Directive 1 => How many lines of the records contain the string "trunk", with case counting? Reply with the number only.

Passage to read =>
# Sanef Toll Tag on A-class



## MyGalSal (Dec 8, 2008)

Can you stick the Sanef toll tag to the top of the windscreen in an A class motorhome? I can't find any info in previous posts.


Thanks


Sal


----------



## Camdoon (Sep 21, 2012)

Yes works no probs on my Rapido 8 Series (must get round to putting this on my profile sometime). I have sited it top mid left so that it does not interfere with my dash cam.

I am under 3m but over including Sat dome and under 3.5t but the tag still happily triggers on the way on to the motorway. On exit, you have to press the button and let them know you are a "Camping car classe deux" but it ensures you are only charged class 2. One exit would have charged class 4 if I had not had noticed. My tag ensured the lower charge was paid. Millau Bridge was the only toll where they asked the type of van (going south but not north).


----------



## javea (Jun 8, 2007)

(Point annotation data)
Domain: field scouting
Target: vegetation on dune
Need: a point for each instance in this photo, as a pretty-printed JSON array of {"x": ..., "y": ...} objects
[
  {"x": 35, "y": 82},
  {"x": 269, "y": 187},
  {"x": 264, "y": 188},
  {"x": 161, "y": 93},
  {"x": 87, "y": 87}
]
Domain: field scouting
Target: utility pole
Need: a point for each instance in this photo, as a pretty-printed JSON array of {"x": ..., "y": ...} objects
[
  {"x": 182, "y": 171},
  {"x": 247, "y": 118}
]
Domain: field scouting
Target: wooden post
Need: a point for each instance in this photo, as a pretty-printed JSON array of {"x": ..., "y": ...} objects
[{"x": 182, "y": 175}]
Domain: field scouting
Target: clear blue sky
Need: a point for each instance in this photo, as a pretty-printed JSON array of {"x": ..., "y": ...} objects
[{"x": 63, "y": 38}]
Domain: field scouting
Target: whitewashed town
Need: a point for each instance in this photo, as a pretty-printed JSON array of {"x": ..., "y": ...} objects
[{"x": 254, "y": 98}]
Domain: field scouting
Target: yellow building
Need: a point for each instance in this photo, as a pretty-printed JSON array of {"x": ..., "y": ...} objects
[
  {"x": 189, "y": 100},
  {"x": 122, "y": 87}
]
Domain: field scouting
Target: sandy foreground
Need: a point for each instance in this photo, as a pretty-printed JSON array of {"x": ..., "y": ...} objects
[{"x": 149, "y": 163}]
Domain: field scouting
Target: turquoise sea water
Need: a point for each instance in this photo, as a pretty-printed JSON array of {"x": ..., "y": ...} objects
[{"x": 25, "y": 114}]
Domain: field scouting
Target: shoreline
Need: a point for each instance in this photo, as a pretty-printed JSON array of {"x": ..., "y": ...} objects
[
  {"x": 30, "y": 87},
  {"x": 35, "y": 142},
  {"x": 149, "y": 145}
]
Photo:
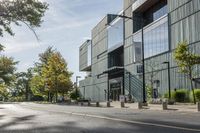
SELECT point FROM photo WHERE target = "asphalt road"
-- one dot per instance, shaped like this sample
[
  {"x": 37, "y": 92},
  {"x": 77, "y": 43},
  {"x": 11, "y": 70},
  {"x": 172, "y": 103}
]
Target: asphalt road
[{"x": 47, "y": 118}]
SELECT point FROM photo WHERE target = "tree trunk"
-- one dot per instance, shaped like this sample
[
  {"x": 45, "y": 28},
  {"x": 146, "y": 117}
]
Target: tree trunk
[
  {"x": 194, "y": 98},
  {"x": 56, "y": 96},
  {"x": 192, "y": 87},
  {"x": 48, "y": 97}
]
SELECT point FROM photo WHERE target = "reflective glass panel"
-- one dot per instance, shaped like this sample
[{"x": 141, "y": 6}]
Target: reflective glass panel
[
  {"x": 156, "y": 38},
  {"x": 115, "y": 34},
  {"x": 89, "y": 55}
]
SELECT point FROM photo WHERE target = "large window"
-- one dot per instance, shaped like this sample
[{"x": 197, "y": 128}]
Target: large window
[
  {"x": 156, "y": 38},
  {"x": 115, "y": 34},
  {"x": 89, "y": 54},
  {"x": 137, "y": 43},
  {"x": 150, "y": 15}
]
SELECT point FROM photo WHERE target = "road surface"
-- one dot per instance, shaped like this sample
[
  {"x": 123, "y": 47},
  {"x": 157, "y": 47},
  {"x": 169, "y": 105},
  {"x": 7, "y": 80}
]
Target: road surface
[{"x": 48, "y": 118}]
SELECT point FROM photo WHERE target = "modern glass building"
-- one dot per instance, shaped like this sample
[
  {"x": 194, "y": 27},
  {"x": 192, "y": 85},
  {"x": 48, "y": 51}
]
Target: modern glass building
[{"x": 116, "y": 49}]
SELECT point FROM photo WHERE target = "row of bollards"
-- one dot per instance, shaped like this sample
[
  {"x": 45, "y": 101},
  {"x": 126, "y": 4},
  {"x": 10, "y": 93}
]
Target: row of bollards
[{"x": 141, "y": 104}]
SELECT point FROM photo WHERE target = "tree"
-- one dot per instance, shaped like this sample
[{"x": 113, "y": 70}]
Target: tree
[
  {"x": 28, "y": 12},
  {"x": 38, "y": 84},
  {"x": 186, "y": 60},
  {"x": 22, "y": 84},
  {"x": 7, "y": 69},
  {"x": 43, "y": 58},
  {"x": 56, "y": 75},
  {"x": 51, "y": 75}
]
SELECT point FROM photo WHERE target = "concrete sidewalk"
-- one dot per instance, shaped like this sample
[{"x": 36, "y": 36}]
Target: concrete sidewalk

==

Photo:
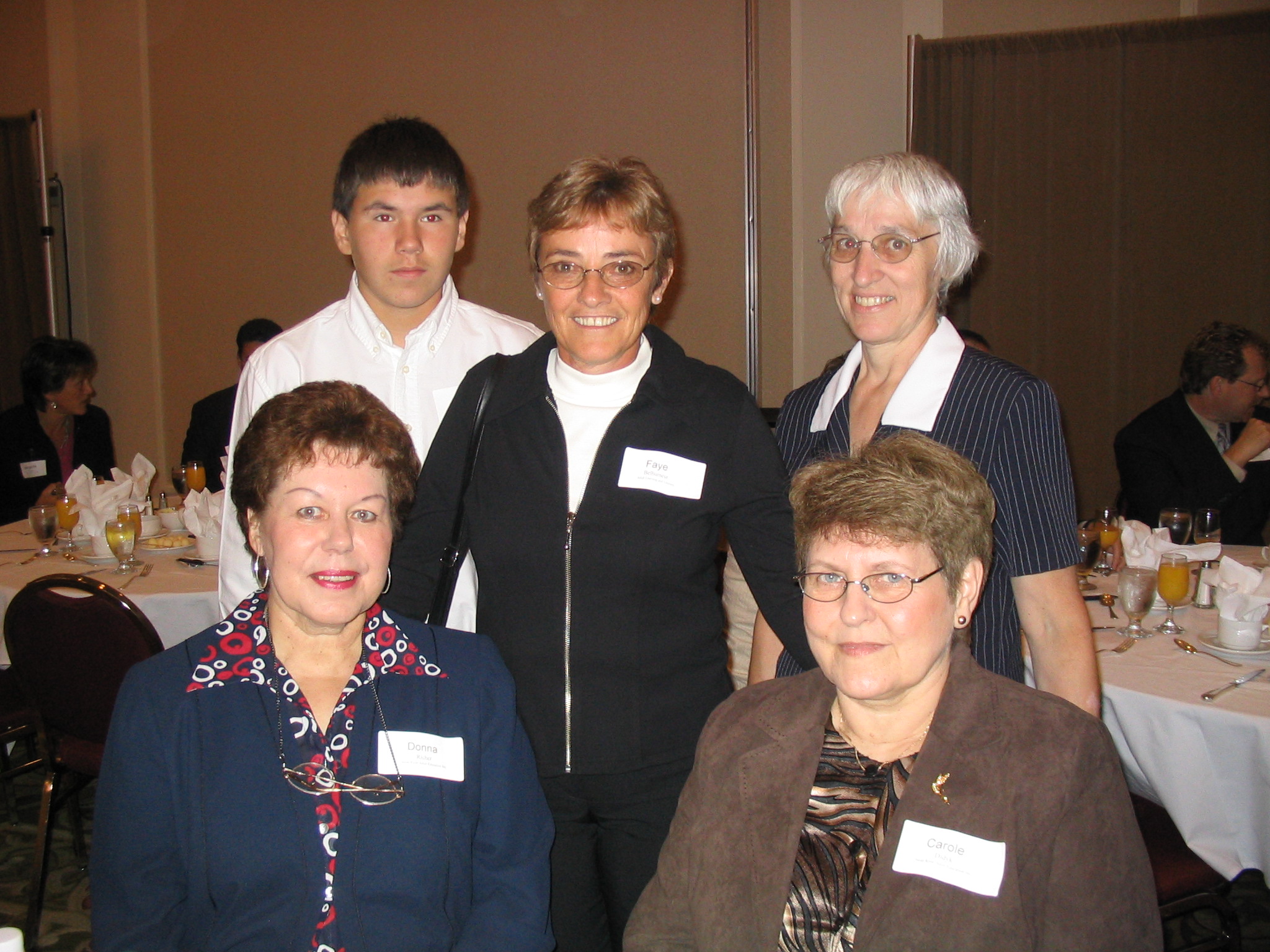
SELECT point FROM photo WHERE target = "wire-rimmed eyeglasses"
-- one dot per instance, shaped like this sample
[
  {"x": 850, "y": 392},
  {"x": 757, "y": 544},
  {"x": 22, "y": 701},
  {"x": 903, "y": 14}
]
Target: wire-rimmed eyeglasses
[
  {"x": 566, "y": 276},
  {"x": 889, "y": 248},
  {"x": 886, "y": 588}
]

Directive 2 => Set down, word for word, the part of the toll tag thread starting at "Can you stick" and ending at "(Sep 21, 2012)".

Task result 1 => 2

Task result 2 =>
Can you stick the Sanef toll tag to the top of the windscreen in an A class motorhome? I can't find any info in previous posts.


Thanks


Sal


----------



## Camdoon (Sep 21, 2012)